Records from a data collection:
# # # # # # #

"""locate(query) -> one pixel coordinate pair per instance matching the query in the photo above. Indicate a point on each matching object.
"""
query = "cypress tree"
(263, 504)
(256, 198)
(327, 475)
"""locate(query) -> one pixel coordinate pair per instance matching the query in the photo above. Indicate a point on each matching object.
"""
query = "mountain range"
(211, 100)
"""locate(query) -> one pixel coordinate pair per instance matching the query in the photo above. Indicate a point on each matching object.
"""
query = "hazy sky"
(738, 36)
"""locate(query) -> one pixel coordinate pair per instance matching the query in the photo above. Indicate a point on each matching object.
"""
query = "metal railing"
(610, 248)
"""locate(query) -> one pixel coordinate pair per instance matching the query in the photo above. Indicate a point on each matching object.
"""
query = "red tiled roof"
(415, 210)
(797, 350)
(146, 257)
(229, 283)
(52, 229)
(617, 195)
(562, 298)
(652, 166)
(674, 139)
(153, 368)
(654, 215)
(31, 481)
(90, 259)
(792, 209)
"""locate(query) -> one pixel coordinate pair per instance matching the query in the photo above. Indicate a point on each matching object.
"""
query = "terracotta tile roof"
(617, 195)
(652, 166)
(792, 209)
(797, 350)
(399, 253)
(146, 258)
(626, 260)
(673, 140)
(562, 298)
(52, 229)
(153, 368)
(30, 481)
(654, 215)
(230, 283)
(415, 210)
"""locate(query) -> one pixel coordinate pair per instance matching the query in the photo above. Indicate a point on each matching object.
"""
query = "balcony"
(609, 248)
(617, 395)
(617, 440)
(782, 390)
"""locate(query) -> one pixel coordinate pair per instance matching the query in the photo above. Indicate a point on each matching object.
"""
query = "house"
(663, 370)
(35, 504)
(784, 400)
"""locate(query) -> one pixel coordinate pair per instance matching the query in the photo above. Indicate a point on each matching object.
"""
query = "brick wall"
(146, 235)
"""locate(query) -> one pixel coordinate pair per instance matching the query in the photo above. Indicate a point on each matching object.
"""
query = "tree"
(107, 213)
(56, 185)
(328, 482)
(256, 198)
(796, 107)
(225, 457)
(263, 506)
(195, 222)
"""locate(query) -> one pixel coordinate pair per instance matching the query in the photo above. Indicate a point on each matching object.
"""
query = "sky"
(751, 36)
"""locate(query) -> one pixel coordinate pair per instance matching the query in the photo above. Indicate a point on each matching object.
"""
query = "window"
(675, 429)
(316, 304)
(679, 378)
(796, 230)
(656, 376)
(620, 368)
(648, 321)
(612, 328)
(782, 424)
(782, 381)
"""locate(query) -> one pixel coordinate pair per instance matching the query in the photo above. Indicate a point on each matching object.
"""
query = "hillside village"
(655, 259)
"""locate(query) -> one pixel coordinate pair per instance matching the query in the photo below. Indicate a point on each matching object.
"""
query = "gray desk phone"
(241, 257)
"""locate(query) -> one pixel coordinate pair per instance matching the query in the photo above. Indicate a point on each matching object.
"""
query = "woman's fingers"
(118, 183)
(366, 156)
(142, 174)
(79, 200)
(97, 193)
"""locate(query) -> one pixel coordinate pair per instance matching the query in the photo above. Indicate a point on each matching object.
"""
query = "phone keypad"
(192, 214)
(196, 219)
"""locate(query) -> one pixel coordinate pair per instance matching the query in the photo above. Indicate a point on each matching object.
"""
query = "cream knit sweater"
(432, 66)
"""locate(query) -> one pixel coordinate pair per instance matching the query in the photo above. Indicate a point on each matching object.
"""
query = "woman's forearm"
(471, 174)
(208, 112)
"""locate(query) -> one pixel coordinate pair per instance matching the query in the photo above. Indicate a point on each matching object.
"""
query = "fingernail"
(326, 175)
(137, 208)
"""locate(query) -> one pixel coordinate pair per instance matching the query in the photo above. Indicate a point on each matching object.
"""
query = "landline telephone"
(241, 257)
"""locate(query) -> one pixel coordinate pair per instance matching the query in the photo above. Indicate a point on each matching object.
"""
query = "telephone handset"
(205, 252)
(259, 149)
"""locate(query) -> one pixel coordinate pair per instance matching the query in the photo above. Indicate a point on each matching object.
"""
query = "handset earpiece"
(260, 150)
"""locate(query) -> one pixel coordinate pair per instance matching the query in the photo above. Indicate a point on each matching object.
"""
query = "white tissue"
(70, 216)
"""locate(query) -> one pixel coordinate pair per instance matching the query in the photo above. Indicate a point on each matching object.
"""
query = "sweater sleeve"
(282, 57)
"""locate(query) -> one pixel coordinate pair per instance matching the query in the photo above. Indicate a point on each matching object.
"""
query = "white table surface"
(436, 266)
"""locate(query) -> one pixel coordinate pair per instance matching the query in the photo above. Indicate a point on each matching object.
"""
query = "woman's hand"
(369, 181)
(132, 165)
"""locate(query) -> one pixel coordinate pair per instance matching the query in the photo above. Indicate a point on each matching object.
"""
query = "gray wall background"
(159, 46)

# # # # # # #

■ **Try it**
Copy out the records above exactly and completely.

■ **Solution to this task**
"""locate(query) -> one pixel coordinate pair per instance matching the query in the photo above. Indicate a point on each matching object.
"""
query = "cypress tree"
(263, 504)
(256, 198)
(327, 475)
"""locate(query) -> one pixel coordinate pair per instance matching the query in the photo above. Indicate a point on each matching object.
"""
query = "mountain range"
(211, 100)
"""locate(query) -> one pixel coordinate pair per instance matching the query in the photo above. Indicate a point on each matching object.
"""
query = "hazy sky"
(738, 36)
"""locate(query) -> one pixel coordinate pair per instance matching the query in the photo above. Indicate a point on each matching object.
"""
query = "metal railing"
(610, 248)
"""locate(query) -> one pixel coordinate pair per instance matching the query in the photo above. Indicate a point on each matching object.
"""
query = "red tiled roof"
(415, 210)
(797, 350)
(146, 257)
(229, 283)
(52, 229)
(617, 195)
(562, 298)
(652, 166)
(674, 139)
(153, 368)
(654, 215)
(31, 481)
(90, 259)
(792, 209)
"""locate(query) -> one pixel coordinate pair per instance matching the query in the photo above. Indicate a point on each matching object.
"""
query = "terracotta tile roof"
(617, 195)
(652, 166)
(792, 209)
(797, 350)
(399, 253)
(146, 258)
(626, 260)
(673, 140)
(562, 298)
(52, 229)
(153, 368)
(30, 481)
(654, 215)
(230, 283)
(415, 210)
"""locate(query) -> one pixel coordinate pair per instance matching the query in the photo above. Indicate a point on each matching object.
"""
query = "balcony"
(609, 248)
(617, 395)
(617, 440)
(782, 390)
"""locate(query) -> one pixel coordinate pair per instance matching the query in the photo above. Indicate a point on each matching object.
"""
query = "house"
(663, 370)
(35, 504)
(784, 400)
"""locate(query) -> one pixel coordinate pair per instance matching the query in the photo above. Indicate a point on each matching object.
"""
query = "brick wall"
(146, 235)
"""locate(query) -> one pixel coordinate pair per instance matching the query in the photo above. Indicate a point on each matching object.
"""
query = "tree"
(107, 213)
(56, 185)
(328, 482)
(256, 198)
(796, 107)
(225, 457)
(263, 506)
(195, 222)
"""locate(query) -> one pixel coordinate pair per instance matching the query in the photo above. Indicate a point on each matching object.
"""
query = "sky"
(751, 36)
"""locate(query) -> one pixel coordinate pair per instance matching the query in the photo above. Indicate a point on each matching object.
"""
query = "window"
(675, 429)
(316, 304)
(679, 378)
(796, 230)
(656, 376)
(620, 368)
(648, 321)
(612, 328)
(782, 424)
(782, 381)
"""locate(query) -> one pixel coordinate pair per instance matching the query in the photo above. Indicate a point on each matching object.
"""
query = "hillside village"
(655, 259)
"""locate(query) -> one pixel coordinate pair per instance matching the query in the photo below. Indicate a point on each matching object.
"""
query = "gray desk phone"
(241, 257)
"""locate(query) -> one pixel coordinate pair per instance matching the query in the photo above. Indicate a point on each matching object.
"""
query = "woman's fingers"
(118, 183)
(366, 156)
(142, 174)
(79, 200)
(97, 193)
"""locate(query) -> one pixel coordinate pair per instance matching the query in the photo above. Indicate a point on each matching object.
"""
query = "phone keypad"
(192, 214)
(196, 219)
"""locate(query) -> one pixel coordinate pair per instance matching the query in the photo above. Indicate a point on each matching object.
"""
query = "cream knit sweater"
(432, 66)
"""locate(query) -> one pixel coordinate pair per instance matching the query in the photo above. Indicate a point on each matching object.
"""
query = "woman's forearm"
(471, 174)
(208, 112)
"""locate(query) -> one pixel coordinate pair per instance matching the query in the photo above. Indicate a point on each matching object.
"""
query = "fingernail"
(326, 175)
(137, 208)
"""locate(query) -> one pixel coordinate pair per instance matching the query in the photo above. Indicate a point on each matching object.
"""
query = "landline telephone"
(241, 257)
"""locate(query) -> one pixel coordinate pair per instance matching the query in the photo above. Indicate a point on each matching object.
"""
query = "telephone handset"
(205, 252)
(259, 149)
"""locate(query) -> one pixel coordinate pair per instance matching the query in the photo above. Indicate a point on each matching object.
"""
query = "handset earpiece"
(260, 150)
"""locate(query) -> one pixel coordinate pair per instance matching the query in the photo above. Indicate a point on each matching object.
"""
query = "white tissue"
(70, 216)
"""locate(query) -> one pixel coordinate pair per instance matching the query in the photo above. Indicate a point on each matching object.
"""
query = "sweater sleeve"
(282, 57)
"""locate(query) -> one pixel coordinate pair per instance matching the query in the photo above. Indicate a point on each matching object.
"""
query = "white table surface"
(436, 266)
"""locate(query) -> one pixel coordinate pair per instance matching the query in the photo above. Indicate a point on each matching object.
"""
query = "woman's hand"
(369, 181)
(132, 165)
"""locate(query) -> one pixel coordinate pair per instance matching the query in the photo above. Indicate a point on each matching object.
"""
query = "gray wall background"
(159, 46)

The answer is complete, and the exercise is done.